**Text excerpt:**
# Fat Cat Bay Boats - A Shallow Sport / catamaran knock off?



## RAR (Jun 30, 2005)

Anyone heard of these guys? They're located in Brownsville, TX. I saw one in person and it was very nice. I thought it was a Shallow Sport at first. The bow of the hull looks very similar to shallow sport, but it is a cat hull. The lids and layout of the deck remind me of mid 90's Shallow Sports. I've heard they're pretty good boats. I'm off this Friday and will stop by and check them out for more info. Here are some pics, http://www.fishingtowers.com/photos/


----------



## Freshwaterman (May 21, 2004)

He builds a great boat. I saw one under construction a while back and it was being built the right way.It has some hook nuilt in at the rear for uplift.

A friend told me that they were going to be built with no wood soon. I saw one of his larger rigs get up on spit the other day. Truly amazing.


----------



## RAR (Jun 30, 2005)

Do you know their phone number? I keep trying their number list on the site and all I get is an answering machine and the other number is disconnected. I don't think it's the right number. I can't seem to find them in the phone book either.


----------



## Graydog328 (Mar 8, 2006)

Why not just get a real Shallowsport?


----------



## RAR (Jun 30, 2005)

**Material provided:**

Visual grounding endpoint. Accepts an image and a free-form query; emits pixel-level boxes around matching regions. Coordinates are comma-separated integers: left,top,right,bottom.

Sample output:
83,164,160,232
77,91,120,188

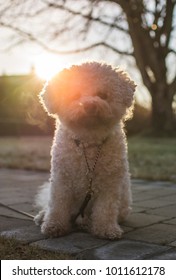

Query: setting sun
34,55,68,80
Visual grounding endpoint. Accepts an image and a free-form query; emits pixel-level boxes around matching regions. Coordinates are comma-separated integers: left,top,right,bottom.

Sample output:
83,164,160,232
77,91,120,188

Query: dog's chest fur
51,126,127,196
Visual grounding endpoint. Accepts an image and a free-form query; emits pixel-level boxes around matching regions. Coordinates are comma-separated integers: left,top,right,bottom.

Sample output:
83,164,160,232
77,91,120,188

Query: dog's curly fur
35,62,135,239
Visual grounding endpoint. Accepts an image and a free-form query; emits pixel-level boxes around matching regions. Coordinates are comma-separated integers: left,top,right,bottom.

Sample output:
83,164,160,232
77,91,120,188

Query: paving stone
163,218,176,225
0,224,45,243
0,207,31,221
168,240,176,247
31,232,108,255
149,249,176,260
136,195,176,208
146,204,176,218
123,213,166,228
132,206,147,213
0,216,34,232
78,240,165,260
125,224,176,245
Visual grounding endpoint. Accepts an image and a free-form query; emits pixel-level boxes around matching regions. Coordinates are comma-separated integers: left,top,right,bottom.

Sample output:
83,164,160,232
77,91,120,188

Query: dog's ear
116,69,136,108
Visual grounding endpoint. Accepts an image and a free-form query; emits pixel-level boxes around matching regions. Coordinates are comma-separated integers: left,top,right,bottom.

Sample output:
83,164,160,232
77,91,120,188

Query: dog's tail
34,182,50,210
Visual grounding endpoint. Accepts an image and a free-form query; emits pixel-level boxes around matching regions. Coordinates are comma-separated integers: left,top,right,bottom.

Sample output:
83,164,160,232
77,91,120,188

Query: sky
0,2,153,106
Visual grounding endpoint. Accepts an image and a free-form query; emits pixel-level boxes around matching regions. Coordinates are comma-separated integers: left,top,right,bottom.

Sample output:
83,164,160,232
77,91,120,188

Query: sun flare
34,55,68,80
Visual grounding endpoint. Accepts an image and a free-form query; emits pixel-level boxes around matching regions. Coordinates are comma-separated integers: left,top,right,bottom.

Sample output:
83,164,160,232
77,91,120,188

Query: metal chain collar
72,139,107,223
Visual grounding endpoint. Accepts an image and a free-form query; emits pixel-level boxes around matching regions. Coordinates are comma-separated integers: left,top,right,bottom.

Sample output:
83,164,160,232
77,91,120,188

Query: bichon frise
35,62,135,239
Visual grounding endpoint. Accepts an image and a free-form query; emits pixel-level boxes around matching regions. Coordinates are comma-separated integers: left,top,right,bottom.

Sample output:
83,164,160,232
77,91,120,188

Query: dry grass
0,137,52,171
0,237,73,260
0,137,176,181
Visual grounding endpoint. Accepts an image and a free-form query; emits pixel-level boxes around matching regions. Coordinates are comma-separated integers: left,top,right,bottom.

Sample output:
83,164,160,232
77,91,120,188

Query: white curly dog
35,62,135,239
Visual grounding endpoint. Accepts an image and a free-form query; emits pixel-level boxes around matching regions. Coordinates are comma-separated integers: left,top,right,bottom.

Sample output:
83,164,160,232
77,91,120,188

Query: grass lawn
0,137,176,181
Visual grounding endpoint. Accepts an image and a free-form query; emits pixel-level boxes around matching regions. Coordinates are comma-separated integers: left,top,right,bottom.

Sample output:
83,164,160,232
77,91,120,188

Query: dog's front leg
91,193,123,239
41,183,71,237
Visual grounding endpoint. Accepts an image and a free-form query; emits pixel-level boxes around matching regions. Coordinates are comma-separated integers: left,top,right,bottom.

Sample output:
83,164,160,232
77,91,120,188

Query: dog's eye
97,91,107,99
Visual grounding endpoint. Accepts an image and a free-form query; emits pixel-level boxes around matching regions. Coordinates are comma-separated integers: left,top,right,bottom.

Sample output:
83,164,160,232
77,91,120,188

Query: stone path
0,169,176,260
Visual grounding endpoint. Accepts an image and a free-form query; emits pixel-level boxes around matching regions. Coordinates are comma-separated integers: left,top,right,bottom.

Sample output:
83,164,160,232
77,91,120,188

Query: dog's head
41,62,135,128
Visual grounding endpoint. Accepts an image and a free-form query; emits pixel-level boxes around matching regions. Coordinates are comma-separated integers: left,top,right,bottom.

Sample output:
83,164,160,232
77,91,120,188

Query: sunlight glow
34,54,68,80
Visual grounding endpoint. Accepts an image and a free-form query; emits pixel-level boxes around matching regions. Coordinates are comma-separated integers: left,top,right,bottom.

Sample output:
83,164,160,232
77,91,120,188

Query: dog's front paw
41,221,70,237
92,225,123,240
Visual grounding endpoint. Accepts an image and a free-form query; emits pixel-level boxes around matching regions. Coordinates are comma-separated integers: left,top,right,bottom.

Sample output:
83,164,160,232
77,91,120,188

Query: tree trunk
151,85,176,136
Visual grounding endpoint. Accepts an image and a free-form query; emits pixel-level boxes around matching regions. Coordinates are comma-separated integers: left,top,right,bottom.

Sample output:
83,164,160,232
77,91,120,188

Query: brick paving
0,169,176,260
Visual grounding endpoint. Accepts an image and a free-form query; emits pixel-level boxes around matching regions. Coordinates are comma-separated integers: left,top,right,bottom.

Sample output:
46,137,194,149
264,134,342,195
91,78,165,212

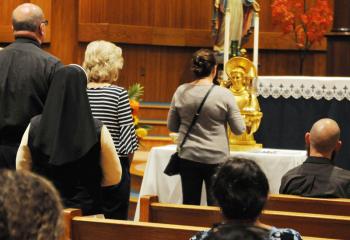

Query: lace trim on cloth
257,76,350,101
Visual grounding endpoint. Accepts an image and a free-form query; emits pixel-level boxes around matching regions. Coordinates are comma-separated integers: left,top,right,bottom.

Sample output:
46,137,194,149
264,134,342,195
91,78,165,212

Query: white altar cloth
135,145,306,221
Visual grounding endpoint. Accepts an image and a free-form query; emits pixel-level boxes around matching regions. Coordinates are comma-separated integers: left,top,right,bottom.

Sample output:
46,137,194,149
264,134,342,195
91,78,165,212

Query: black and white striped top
87,86,138,157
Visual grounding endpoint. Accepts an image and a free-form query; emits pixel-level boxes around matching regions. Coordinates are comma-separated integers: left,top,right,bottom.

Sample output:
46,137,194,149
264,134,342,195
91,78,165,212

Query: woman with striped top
83,41,138,219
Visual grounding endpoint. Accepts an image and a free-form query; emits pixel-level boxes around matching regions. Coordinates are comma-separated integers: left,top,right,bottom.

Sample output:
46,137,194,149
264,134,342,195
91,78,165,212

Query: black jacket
279,157,350,198
0,37,62,145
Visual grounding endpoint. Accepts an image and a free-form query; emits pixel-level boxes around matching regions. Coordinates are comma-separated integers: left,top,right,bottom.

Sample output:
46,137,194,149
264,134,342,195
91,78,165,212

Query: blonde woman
83,41,137,219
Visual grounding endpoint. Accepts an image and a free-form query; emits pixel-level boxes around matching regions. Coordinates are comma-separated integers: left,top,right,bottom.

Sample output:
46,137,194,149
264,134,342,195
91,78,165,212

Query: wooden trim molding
78,23,212,47
78,23,327,51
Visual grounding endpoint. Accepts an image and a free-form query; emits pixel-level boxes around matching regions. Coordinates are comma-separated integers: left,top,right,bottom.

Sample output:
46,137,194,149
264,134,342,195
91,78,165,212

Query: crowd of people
0,3,350,240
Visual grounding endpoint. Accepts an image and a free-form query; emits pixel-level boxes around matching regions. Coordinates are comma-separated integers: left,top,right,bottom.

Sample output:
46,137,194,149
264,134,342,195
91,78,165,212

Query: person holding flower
83,41,138,219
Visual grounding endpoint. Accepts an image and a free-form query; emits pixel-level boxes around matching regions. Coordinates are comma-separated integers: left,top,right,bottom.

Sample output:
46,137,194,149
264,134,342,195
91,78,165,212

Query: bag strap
179,84,215,149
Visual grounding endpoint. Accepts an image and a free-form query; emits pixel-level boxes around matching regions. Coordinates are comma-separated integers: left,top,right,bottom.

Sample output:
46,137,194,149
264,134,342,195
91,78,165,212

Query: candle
223,8,231,81
253,12,259,73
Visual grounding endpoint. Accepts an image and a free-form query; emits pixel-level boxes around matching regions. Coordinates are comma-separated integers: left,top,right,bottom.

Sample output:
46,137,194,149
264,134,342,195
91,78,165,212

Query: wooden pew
72,217,207,240
265,194,350,216
63,208,82,240
140,196,350,239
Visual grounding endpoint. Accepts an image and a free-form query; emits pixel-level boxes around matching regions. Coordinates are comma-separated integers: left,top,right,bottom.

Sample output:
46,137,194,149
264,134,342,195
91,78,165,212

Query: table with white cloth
255,76,350,169
135,145,306,220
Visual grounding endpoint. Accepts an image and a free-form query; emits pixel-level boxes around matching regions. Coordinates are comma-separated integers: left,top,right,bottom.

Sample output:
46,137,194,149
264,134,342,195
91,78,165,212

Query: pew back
140,196,350,239
72,217,207,240
63,208,82,240
265,194,350,216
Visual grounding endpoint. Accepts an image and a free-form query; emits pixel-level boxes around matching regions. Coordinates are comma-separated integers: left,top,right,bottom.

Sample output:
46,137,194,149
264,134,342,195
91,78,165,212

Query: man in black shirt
280,118,350,198
0,3,62,168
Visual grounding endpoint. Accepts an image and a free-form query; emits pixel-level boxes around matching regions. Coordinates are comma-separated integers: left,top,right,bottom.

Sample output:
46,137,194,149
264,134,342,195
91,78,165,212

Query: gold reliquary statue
220,57,263,151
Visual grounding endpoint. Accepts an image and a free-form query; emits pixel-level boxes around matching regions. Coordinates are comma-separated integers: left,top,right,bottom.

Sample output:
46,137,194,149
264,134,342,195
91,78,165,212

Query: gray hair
12,3,44,32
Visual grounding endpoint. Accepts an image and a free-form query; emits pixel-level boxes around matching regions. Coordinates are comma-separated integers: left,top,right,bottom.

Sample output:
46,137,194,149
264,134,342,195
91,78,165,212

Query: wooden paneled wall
0,0,334,102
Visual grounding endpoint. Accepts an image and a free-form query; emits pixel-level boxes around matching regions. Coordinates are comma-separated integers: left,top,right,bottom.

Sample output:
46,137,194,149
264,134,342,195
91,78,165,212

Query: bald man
280,118,350,198
0,3,62,168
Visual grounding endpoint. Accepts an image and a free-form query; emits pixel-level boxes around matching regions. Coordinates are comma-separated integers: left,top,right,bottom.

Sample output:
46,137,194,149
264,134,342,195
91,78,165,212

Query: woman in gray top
168,49,245,205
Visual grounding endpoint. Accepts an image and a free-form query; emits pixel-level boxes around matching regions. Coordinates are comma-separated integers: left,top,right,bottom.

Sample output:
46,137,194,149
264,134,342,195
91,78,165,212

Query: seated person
0,170,64,240
191,157,301,240
16,65,121,215
205,224,265,240
279,118,350,198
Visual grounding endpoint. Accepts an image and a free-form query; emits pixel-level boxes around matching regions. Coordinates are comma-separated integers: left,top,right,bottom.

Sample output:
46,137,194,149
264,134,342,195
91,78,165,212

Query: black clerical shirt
279,157,350,198
0,37,62,145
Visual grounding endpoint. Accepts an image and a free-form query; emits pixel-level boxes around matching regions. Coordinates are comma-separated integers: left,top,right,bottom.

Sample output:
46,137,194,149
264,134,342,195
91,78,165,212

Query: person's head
0,170,64,240
83,40,124,83
204,224,266,240
191,49,216,78
12,3,47,43
305,118,341,159
212,157,269,222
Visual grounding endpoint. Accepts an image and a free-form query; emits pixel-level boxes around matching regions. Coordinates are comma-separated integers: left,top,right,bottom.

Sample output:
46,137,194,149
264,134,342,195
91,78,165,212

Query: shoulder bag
164,84,215,176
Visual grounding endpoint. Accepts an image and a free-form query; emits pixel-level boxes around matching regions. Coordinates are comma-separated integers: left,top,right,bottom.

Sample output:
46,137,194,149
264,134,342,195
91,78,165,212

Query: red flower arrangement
271,0,333,74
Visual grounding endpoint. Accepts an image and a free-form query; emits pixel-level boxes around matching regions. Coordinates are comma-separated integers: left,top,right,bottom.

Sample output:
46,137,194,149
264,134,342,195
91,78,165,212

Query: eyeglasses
41,19,49,26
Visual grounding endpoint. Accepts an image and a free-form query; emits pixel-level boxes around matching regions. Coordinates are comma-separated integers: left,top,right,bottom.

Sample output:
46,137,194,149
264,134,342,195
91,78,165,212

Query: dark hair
0,170,63,240
191,48,216,78
212,158,269,221
204,224,267,240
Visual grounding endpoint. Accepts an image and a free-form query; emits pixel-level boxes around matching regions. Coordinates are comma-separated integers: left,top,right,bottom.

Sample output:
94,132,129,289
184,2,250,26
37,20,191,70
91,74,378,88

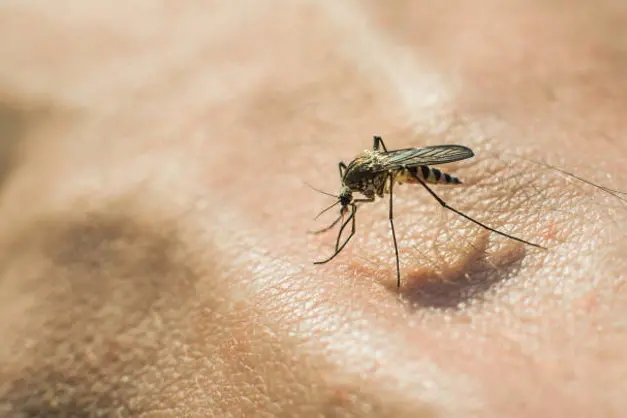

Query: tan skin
0,0,627,417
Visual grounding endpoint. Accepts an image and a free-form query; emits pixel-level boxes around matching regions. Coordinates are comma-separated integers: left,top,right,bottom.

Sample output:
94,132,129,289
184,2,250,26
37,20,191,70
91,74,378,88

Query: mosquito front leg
372,136,388,152
409,171,546,250
314,205,357,264
388,174,401,288
338,161,346,179
310,214,344,235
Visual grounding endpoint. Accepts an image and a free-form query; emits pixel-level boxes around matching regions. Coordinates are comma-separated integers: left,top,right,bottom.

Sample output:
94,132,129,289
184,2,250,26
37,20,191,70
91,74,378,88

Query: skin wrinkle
0,1,626,417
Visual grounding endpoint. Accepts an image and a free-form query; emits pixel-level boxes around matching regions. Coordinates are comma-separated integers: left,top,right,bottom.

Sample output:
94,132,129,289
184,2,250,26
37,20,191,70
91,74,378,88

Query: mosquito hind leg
409,171,547,250
372,135,388,152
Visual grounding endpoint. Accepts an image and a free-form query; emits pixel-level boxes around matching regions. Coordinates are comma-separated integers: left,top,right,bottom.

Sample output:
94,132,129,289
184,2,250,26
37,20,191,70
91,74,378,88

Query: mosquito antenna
314,200,340,221
305,182,337,199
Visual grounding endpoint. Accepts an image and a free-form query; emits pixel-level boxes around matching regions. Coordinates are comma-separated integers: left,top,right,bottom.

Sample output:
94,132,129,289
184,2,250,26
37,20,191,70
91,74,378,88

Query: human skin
0,0,627,417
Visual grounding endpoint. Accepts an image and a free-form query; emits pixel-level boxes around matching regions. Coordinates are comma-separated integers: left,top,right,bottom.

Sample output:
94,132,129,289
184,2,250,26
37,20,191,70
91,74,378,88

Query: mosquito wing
382,145,475,169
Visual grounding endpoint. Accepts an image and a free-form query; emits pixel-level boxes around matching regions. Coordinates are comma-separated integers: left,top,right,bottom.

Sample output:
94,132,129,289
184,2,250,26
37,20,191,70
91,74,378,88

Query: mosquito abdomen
399,165,462,184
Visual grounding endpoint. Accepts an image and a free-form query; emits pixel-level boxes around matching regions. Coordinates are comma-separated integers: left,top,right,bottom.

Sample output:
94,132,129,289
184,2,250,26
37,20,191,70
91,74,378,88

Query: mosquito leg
408,171,547,250
389,175,401,288
335,212,355,251
372,136,388,152
314,206,357,264
309,214,344,235
337,161,346,179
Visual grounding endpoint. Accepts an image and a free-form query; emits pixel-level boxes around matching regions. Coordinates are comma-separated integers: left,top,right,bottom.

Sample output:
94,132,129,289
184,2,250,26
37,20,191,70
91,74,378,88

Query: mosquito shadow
0,97,51,188
400,246,525,310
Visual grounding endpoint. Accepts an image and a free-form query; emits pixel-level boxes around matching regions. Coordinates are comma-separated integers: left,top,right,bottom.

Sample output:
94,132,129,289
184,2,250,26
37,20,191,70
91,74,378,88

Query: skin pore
0,0,627,417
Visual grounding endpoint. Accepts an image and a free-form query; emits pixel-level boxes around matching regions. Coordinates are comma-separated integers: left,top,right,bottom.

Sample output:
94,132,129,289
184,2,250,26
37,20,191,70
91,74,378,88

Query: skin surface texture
0,0,627,418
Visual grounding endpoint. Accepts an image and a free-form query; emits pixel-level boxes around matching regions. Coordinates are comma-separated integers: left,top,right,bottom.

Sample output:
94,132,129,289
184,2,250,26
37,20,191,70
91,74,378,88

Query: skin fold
0,0,627,417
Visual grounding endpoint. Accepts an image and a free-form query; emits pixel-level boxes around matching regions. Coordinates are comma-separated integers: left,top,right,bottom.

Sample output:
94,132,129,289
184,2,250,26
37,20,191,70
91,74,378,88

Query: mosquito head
338,187,353,210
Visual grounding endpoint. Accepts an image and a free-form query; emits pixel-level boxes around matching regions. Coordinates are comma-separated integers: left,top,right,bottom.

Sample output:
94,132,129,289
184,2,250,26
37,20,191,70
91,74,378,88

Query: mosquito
313,136,546,288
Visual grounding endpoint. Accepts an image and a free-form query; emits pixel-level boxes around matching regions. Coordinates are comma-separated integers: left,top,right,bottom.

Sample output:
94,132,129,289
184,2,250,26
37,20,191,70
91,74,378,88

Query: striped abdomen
396,165,462,184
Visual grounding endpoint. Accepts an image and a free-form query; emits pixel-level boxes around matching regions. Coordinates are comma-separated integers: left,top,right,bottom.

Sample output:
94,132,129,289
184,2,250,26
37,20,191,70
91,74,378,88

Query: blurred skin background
0,0,627,417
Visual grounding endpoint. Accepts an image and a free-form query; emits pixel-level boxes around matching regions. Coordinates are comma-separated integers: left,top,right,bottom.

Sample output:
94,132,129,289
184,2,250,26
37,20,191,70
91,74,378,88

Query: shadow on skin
0,204,197,417
388,235,527,311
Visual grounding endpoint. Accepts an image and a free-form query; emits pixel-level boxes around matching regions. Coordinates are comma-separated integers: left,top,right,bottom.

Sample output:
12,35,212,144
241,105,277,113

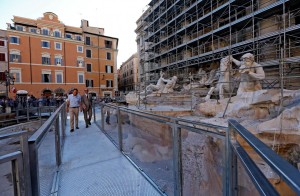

**Required tasks:**
**A.** Echo the stretch of the Fat Cat Bay Boats thread from "Do you know" through "a real Shallowsport?", word for word.
**B.** Answer these questions from the Fat Cat Bay Boats thread:
(i) In what city are the builders located?
(ii) According to a friend of Freshwaterman, what were the boats soon going to be built without?
(iii) When RAR tries the two phone numbers listed on the site, what happens with each?

**Per-task outputs:**
**A.**
Do you know their phone number? I keep trying their number list on the site and all I get is an answering machine and the other number is disconnected. I don't think it's the right number. I can't seem to find them in the phone book either.


----------



## Graydog328 (Mar 8, 2006)

Why not just get a real Shallowsport?

**B.**
(i) Brownsville, TX.
(ii) Wood.
(iii) One number reaches only an answering machine, and the other is disconnected.